## Begin Excerpt

The rise of green bonds

Green bonds are still generating the highest interest among investors. In 2017, the green bond market grew by 78% compared to the previous year, reaching $156 billion. This surpassed the Climate Bond Initiative’s estimate of $130 billion for 2017. According to Environmental Finance, at a regional level, green bond issues reached $61 billion in Europe, $56 billion in North America and $25 billion in Asia.

In 2017, 32% of green bonds were issued by supranational agencies, 30% by companies, and 16% by financial institutions. Local authorities, sovereign states and international development agencies accounted for the rest. A quarter of green bonds financed renewable energy projects. Some 21% funded energy efficiency projects, 14% sustainable transport and 10% pollution prevention and control.

In the first quarter of 2018, green bond issues totalled $30 billion, continuing last year’s upward trend. The largest green bonds were issued by Indonesia and Belgium. Indonesia issued its first green “sukuk”, or Islamic bond. This $1.25 billion bond with a five-year maturity and 3.75% coupon attracted significant investor demand. In February, Belgium issued a 4.5 billion euro green bond with a 15-year maturity and 1.25% coupon to fund projects from clean transport to renewable energy. This was the third sovereign issuance in Europe, after Poland and France, and it helped raise public awareness of environmental concerns.

## End Excerpt
## Begin Record set

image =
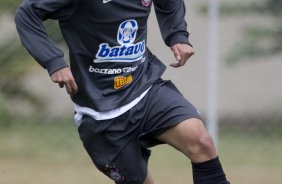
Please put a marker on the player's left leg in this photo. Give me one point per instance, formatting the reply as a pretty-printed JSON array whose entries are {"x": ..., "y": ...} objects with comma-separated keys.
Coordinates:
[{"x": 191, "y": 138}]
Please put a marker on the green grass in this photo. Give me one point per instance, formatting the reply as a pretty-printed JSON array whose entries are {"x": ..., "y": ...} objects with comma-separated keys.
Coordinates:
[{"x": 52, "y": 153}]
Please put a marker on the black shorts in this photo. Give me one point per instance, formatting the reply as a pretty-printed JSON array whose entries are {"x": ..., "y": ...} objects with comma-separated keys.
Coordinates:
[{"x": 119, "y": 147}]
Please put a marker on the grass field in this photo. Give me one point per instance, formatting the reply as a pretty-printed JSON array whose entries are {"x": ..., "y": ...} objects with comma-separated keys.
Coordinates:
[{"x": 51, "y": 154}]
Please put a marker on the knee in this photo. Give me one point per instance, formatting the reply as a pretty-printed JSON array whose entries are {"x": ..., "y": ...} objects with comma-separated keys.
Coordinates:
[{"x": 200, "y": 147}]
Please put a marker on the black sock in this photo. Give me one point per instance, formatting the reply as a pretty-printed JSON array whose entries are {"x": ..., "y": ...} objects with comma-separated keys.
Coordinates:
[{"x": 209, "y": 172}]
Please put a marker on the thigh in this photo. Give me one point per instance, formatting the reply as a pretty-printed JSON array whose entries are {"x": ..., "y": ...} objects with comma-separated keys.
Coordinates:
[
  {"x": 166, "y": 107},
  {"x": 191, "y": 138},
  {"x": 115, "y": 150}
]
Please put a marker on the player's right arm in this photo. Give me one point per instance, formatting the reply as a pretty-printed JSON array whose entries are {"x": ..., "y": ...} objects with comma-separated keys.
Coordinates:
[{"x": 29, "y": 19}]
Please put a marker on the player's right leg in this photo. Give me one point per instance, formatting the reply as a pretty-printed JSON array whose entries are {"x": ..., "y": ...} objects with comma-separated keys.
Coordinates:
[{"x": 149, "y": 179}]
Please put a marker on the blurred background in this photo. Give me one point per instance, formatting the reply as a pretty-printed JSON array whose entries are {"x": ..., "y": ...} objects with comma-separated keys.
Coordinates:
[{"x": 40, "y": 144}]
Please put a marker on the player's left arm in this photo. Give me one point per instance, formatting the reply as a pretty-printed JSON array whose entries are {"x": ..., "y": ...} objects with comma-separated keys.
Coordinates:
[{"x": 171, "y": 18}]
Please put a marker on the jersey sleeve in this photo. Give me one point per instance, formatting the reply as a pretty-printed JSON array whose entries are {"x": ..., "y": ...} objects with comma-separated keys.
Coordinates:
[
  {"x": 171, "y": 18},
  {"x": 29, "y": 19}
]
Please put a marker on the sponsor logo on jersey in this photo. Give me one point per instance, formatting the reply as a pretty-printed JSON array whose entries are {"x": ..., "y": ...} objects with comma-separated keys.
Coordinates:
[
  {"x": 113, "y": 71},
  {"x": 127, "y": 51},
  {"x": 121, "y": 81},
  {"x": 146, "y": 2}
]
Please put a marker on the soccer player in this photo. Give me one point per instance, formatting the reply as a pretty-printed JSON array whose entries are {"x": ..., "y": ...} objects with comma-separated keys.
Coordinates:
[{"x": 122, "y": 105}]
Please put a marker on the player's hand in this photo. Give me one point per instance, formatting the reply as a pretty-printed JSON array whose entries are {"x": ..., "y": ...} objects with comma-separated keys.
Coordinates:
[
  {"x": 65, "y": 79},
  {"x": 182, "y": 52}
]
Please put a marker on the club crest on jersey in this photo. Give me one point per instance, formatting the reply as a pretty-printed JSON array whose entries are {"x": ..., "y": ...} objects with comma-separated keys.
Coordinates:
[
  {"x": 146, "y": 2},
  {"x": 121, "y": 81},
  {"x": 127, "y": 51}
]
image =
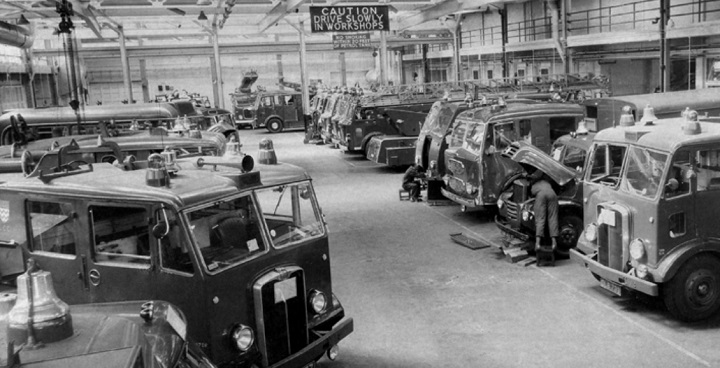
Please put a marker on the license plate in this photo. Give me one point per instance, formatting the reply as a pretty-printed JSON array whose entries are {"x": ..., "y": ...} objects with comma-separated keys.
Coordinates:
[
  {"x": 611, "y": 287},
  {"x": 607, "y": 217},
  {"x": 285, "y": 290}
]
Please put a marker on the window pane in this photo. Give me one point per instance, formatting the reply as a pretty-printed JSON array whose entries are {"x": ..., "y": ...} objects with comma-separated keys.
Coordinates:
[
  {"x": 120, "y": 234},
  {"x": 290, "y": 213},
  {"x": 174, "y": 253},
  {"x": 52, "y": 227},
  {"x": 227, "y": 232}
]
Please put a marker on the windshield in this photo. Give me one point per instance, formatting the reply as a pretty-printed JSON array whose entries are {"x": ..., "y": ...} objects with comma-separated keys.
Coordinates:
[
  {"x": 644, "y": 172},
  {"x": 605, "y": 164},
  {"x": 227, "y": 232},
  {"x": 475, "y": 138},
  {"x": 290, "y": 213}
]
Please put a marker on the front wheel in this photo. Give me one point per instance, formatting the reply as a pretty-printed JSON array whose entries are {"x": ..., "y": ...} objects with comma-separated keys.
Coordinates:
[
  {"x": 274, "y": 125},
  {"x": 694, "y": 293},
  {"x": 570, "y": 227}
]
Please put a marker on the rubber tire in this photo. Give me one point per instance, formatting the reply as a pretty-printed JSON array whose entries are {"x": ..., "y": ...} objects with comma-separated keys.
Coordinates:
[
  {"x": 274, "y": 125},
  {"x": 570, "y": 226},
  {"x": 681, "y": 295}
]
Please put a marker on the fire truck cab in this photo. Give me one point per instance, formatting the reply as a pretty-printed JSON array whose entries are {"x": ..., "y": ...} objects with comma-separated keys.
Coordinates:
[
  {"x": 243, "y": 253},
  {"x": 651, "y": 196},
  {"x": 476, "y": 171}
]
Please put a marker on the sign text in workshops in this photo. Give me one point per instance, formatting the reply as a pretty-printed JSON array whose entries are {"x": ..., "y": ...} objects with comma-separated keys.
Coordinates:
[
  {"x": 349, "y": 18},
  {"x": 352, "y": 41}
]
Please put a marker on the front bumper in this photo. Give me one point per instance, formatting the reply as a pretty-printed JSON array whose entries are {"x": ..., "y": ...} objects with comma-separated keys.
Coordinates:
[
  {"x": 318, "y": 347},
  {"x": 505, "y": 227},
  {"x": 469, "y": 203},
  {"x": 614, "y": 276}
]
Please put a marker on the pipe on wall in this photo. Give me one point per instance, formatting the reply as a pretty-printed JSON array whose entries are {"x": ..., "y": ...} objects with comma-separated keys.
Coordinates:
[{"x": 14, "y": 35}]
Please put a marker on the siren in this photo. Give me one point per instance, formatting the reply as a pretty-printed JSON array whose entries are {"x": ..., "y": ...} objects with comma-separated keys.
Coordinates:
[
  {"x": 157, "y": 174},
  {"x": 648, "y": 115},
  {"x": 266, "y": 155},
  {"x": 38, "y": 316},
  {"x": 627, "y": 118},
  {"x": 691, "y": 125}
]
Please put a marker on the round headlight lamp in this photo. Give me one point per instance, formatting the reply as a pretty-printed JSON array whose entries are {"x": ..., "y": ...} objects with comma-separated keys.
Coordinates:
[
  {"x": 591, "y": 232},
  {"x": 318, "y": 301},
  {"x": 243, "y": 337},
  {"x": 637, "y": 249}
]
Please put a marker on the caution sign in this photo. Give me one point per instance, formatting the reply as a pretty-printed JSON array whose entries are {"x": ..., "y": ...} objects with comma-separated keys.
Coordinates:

## End Record set
## Begin Record set

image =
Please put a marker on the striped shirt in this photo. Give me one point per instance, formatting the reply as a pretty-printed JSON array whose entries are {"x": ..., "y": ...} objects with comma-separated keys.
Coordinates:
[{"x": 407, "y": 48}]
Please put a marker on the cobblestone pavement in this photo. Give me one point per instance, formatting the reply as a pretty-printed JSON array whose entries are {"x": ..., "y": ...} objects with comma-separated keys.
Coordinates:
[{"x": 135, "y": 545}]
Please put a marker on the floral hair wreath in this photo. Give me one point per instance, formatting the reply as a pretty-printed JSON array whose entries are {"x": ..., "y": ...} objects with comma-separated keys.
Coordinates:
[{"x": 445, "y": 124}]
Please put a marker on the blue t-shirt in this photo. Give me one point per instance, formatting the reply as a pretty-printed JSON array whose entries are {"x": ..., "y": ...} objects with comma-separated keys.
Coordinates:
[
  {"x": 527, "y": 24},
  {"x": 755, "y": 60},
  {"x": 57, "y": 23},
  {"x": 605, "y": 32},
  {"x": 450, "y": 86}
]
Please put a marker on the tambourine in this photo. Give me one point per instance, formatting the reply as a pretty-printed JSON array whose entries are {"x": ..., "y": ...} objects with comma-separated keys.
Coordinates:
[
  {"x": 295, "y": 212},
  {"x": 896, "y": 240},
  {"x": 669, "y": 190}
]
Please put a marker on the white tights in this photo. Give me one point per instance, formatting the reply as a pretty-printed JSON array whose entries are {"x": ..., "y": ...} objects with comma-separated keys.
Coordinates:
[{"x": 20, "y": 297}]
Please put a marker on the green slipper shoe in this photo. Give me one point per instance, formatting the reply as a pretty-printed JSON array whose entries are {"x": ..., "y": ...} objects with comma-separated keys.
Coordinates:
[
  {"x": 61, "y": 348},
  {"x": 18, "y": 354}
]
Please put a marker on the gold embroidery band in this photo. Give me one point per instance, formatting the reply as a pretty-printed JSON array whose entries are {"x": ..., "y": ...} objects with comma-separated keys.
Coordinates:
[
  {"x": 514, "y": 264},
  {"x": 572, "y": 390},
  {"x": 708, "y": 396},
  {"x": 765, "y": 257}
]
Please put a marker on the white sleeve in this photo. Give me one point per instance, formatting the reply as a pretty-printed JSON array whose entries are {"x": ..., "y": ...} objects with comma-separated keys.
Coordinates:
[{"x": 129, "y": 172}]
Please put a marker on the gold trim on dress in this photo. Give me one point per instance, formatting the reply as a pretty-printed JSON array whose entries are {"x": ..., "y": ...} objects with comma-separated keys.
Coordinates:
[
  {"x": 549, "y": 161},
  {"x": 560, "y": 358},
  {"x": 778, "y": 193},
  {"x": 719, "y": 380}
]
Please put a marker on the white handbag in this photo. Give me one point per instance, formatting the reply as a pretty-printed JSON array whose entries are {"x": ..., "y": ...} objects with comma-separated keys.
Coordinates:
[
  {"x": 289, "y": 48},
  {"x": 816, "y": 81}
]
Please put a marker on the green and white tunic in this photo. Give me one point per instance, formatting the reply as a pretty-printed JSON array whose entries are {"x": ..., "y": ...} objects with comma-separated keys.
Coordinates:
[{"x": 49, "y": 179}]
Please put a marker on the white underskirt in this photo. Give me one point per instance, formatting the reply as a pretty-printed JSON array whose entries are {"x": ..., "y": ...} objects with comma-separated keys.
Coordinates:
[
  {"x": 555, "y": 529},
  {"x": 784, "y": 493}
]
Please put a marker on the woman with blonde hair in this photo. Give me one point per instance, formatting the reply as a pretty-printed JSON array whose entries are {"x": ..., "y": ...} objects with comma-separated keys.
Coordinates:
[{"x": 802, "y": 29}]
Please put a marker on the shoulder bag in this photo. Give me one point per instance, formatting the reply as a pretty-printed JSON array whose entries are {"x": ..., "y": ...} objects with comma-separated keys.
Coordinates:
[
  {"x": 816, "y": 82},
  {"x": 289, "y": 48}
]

## End Record set

• _Objective 1_
In the green bonds excerpt, what coupon did Belgium's February green bond carry?
• _Objective 2_
Echo the green bonds excerpt, starting at "Green bonds are" and ending at "prevention and control.".

• _Correct answer 1_
A 1.25% coupon.

• _Correct answer 2_
Green bonds are still generating the highest interest among investors. In 2017, the green bond market grew by 78% compared to the previous year, reaching $156 billion. This surpassed the Climate Bond Initiative’s estimate of $130 billion for 2017. According to Environmental Finance, at a regional level, green bond issues reached $61 billion in Europe, $56 billion in North America and $25 billion in Asia.

In 2017, 32% of green bonds were issued by supranational agencies, 30% by companies, and 16% by financial institutions. Local authorities, sovereign states and international development agencies accounted for the rest. A quarter of green bonds financed renewable energy projects. Some 21% funded energy efficiency projects, 14% sustainable transport and 10% pollution prevention and control.